> [Prompt] Switch "pedestrian walking" to "walking pedestrian" in the part of the lines that opens with the line containing "Target — riverbank" and closes at the end of the lines, and give only that part, with everything else unchanged.

%%

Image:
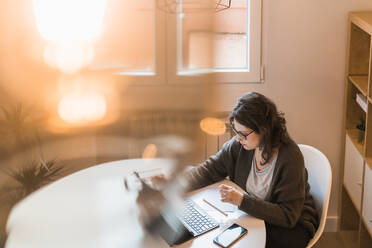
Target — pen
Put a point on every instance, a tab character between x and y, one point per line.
213	206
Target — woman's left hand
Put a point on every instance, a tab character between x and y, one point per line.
231	194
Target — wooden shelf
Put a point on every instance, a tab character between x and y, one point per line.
369	162
349	238
361	83
357	154
362	20
353	135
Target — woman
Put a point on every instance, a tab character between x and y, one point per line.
264	161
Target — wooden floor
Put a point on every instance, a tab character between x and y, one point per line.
330	239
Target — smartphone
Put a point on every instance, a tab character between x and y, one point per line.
230	235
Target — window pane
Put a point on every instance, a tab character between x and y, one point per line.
220	44
127	41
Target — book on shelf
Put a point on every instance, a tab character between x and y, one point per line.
362	101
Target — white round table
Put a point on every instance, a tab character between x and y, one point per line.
91	208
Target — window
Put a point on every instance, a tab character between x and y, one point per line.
150	44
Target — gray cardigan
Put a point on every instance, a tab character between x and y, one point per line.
288	200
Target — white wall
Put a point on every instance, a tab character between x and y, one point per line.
305	52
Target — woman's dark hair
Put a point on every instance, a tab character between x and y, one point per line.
257	112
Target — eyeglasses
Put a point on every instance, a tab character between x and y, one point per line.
242	135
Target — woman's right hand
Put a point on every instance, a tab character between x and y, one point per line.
158	181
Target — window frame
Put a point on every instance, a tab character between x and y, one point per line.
167	54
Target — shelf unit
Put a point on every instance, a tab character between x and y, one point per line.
356	173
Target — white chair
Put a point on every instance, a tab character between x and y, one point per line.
320	180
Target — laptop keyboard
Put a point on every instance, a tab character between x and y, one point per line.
197	219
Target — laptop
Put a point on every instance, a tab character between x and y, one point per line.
175	228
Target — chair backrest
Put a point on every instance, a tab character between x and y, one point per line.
320	180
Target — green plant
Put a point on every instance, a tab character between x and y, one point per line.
19	125
33	176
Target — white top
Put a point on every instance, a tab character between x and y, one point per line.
92	209
258	182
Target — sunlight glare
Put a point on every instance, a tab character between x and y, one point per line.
68	58
82	107
213	126
67	21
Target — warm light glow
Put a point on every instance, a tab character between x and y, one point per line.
150	151
68	58
213	126
68	21
82	107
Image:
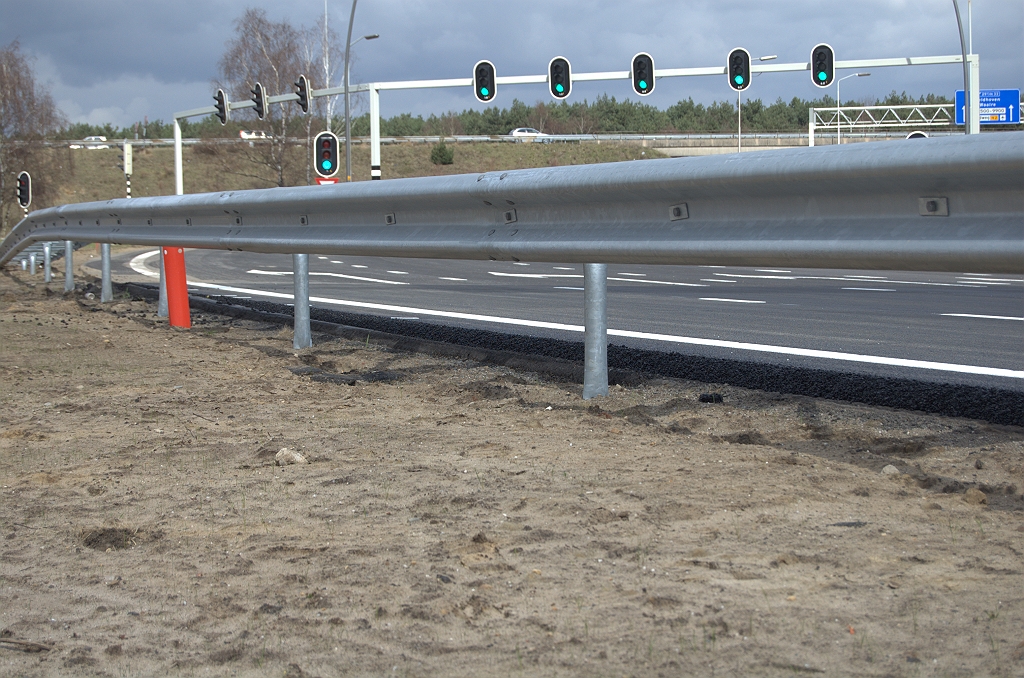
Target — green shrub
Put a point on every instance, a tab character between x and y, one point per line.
442	154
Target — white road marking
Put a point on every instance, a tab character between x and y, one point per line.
739	345
990	318
535	276
257	271
634	280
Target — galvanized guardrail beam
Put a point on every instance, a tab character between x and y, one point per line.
949	204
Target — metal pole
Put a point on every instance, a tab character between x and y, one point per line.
69	266
105	290
375	132
348	122
595	372
739	121
301	336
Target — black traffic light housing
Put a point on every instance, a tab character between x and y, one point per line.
560	77
822	65
484	81
642	73
259	100
326	156
220	102
738	69
24	189
302	89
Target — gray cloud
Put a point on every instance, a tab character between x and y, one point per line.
123	59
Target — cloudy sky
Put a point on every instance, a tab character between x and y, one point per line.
118	60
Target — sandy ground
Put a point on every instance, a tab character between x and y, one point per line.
462	519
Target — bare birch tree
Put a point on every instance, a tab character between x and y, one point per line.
28	116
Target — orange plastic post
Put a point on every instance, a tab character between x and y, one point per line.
177	288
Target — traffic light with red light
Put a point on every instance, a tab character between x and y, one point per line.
326	155
642	72
484	81
559	77
739	69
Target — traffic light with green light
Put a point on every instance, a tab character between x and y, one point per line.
24	189
822	65
559	77
326	155
642	72
484	81
259	99
220	102
739	69
302	91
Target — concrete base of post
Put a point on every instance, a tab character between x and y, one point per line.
69	266
302	337
105	289
595	376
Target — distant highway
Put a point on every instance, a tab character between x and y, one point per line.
950	328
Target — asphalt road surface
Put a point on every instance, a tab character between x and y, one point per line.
949	328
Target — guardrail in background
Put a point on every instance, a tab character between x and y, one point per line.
950	204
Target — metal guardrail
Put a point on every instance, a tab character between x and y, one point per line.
950	204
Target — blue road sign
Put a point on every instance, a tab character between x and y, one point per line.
998	107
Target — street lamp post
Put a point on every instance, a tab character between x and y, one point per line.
348	119
839	122
739	109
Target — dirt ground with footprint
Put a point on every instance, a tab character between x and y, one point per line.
460	518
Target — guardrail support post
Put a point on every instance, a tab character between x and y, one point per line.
301	336
47	271
375	132
595	374
69	266
105	290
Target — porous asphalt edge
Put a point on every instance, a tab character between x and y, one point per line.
564	358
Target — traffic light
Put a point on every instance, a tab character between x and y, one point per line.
126	159
560	77
822	65
24	189
739	69
220	102
302	89
326	155
642	73
484	81
258	99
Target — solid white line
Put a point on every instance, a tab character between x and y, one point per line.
535	276
257	271
990	318
634	280
785	350
867	289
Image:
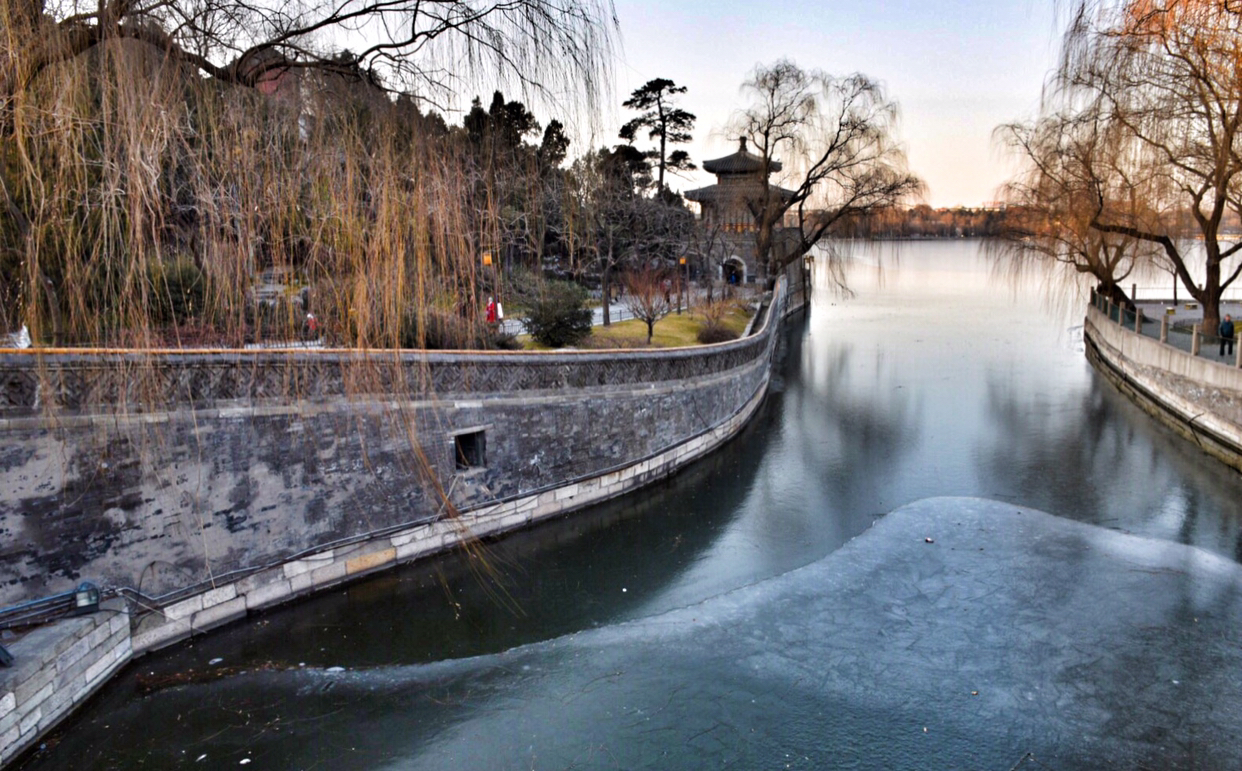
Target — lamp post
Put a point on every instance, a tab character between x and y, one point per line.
86	599
684	287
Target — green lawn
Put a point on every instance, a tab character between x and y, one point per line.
671	332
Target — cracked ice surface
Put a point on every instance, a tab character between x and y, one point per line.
1087	648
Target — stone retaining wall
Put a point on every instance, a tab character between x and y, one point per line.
213	467
56	668
1196	397
210	484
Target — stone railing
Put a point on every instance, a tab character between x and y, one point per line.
112	381
1199	397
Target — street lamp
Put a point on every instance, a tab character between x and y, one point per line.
86	599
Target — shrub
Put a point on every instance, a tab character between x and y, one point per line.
555	315
448	332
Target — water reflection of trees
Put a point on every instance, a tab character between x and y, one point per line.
850	435
1106	462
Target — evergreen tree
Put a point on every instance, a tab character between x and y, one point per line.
663	121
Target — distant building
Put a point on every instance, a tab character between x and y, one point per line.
729	206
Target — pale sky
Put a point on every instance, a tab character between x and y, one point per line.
956	68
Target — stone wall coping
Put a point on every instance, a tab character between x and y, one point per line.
379	355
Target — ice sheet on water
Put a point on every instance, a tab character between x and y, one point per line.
1011	632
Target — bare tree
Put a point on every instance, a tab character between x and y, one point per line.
1163	78
834	142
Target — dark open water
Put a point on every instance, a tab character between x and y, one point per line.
935	379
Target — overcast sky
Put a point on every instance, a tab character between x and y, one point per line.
958	68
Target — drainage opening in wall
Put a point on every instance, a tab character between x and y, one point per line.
470	450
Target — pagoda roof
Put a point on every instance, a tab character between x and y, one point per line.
730	193
743	162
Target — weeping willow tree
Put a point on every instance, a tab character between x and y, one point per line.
1138	149
159	157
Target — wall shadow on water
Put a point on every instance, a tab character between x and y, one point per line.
1108	463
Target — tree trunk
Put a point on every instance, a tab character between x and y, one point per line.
1115	294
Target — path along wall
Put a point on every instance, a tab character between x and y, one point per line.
1196	397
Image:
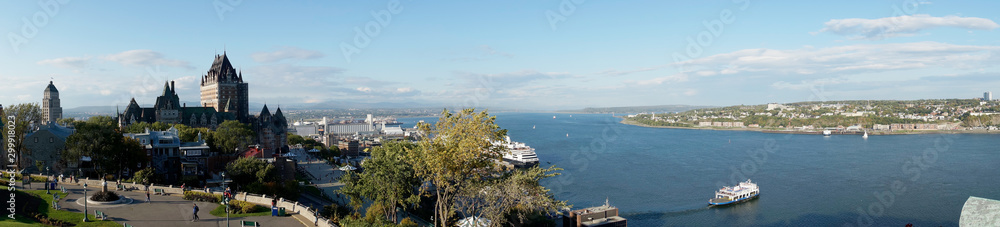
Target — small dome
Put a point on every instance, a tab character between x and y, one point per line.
51	88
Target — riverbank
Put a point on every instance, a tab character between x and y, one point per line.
780	130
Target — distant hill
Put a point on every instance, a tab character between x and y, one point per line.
638	109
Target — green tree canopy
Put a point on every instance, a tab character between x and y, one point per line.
25	115
100	139
231	135
457	150
388	180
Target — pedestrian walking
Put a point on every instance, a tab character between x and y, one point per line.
195	217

%%

> [Solution below]
Target — riverbank
Put a point on every instance, a tab character between x and y, one point per line.
780	130
Target — distant hill
Put a point on every instance, a tab character between x and y, one point per line.
638	109
Target — green tree canopy
Put a point on every instance, a tab character between x and y, one point per line.
25	115
100	139
231	135
457	150
388	180
Target — walking pedestrian
Put a point on every instance, a tab character between x and y, one point per line.
195	217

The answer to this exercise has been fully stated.